→ **Task statement**
Print the part of the hearing account starting with "Then there was" and going on through "only asking you.", word for word.

-- begin Passage --

The DVD shows that Mr Goldberg was not seated at the Bar table for any of the hearing.  He had seated himself prior to Judge Tinney coming into the court room in the body of the court room, in the first or second row of seats behind the seats at the Bar table.  Robed counsel for Mr Stocker was seated at the Bar table.

When Mr Goldberg was first addressed by Judge Tinney Mr Goldberg asked if he could come to ‘the bench’ and his Honour told him to address him ‘from there’.[6]  Mr Goldberg did not ask Judge Tinney again in the course of the hearing if he could move to the Bar table, although he did use the Bar table to rest some papers on when directly addressing his Honour.  At those times Mr Goldberg stood behind the seat pushed into the Bar table.  He did not seek permission to stand in that location, and his Honour did not invite him to do so but did not express any objection. 

It is apparent from the DVD that Mr Goldberg had a number of papers that he had on seats either side of his seat in the body of the court room.  On one occasion in the course of discussions about sentence Mr Goldberg said that he could not hear what Judge Tinney had said and came to stand behind the Bar table in the location I have described already.  He then continued to address Judge Tinney from that location, but had to return to his seat in the body of the court room to get some papers.  After Mr Goldberg completed his submissions on sentence he sat down again in the seat he had occupied in the body of the court.  He then stayed there for the duration of the hearing. 

[6]T 6.13-14.

  1. To this I should add the extracts from the transcript of a number of exchanges between the judge and Mr Goldberg.  The first relates to whether Mr Goldberg could use the Bar table:

HIS HONOUR:        Yes okay.  Well Mr Goldberg, this is your notice of appeal?

MR GOLDBERG:      Can I just come to the Bench please?

HIS HONOUR:        Just address me from there please.  This is your notice of appeal, your notice of appeal specifies that it is an appeal against sentence.

MR GOLDBERG:      Well if I may explain to you, the notice of appeal was made immediately or during the court hearing.  I stormed out of the court and the person, I said I want to appeal against a conviction and a sentence and the person who referred immediately during the – well when I stormed out of the Magistrates’ Court - - - [7]

[7]T 6, 11-22.

Then there was the following, which was the only occasion upon which I can detect any real disharmony between the judge and Mr Goldberg:

HIS HONOUR:        Just don’t stand there and tell me what you’re insisting.

MR GOLBERG:        Well I’m only asking you.

HIS HONOUR:        Are you listening to me?

MR GOLDBERG:      Yes I am.

HIS HONOUR:        Yes.  You don’t come and start insisting.

-- end Passage --
-- begin Given information --

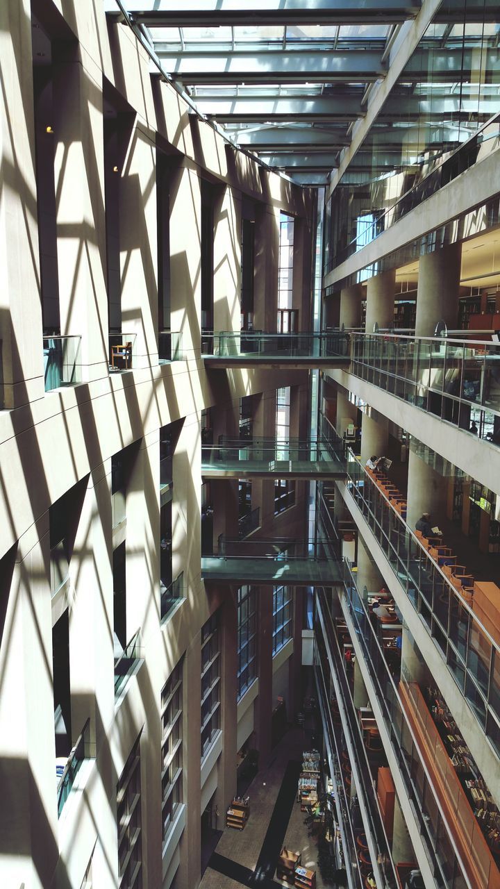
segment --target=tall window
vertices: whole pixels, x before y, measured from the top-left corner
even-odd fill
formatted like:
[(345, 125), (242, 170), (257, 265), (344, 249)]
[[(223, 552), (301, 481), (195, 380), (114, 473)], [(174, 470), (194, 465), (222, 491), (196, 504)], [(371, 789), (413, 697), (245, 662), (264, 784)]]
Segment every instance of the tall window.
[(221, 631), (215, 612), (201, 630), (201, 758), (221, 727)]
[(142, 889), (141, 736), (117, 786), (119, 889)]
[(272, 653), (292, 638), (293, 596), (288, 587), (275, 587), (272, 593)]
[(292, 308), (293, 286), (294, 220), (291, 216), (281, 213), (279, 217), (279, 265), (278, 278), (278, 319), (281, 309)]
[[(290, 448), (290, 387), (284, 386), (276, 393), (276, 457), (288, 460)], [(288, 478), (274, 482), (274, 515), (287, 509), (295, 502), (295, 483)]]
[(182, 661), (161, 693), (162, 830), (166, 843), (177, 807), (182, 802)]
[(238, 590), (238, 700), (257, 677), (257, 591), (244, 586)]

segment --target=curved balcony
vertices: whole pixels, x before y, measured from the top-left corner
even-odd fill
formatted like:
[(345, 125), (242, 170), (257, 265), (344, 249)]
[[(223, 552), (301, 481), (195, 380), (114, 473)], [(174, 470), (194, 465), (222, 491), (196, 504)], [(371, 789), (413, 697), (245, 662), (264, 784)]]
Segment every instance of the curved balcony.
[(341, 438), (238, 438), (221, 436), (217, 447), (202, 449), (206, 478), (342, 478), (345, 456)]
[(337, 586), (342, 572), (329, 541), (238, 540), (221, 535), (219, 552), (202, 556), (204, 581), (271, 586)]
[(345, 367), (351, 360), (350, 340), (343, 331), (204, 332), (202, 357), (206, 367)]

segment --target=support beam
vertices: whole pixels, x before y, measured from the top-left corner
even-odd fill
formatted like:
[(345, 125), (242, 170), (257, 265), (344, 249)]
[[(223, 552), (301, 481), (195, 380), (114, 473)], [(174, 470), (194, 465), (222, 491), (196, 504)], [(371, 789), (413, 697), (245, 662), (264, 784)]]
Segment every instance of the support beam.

-- end Given information --

→ **Correct output**
Then there was the following, which was the only occasion upon which I can detect any real disharmony between the judge and Mr Goldberg:

HIS HONOUR:        Just don’t stand there and tell me what you’re insisting.

MR GOLBERG:        Well I’m only asking you.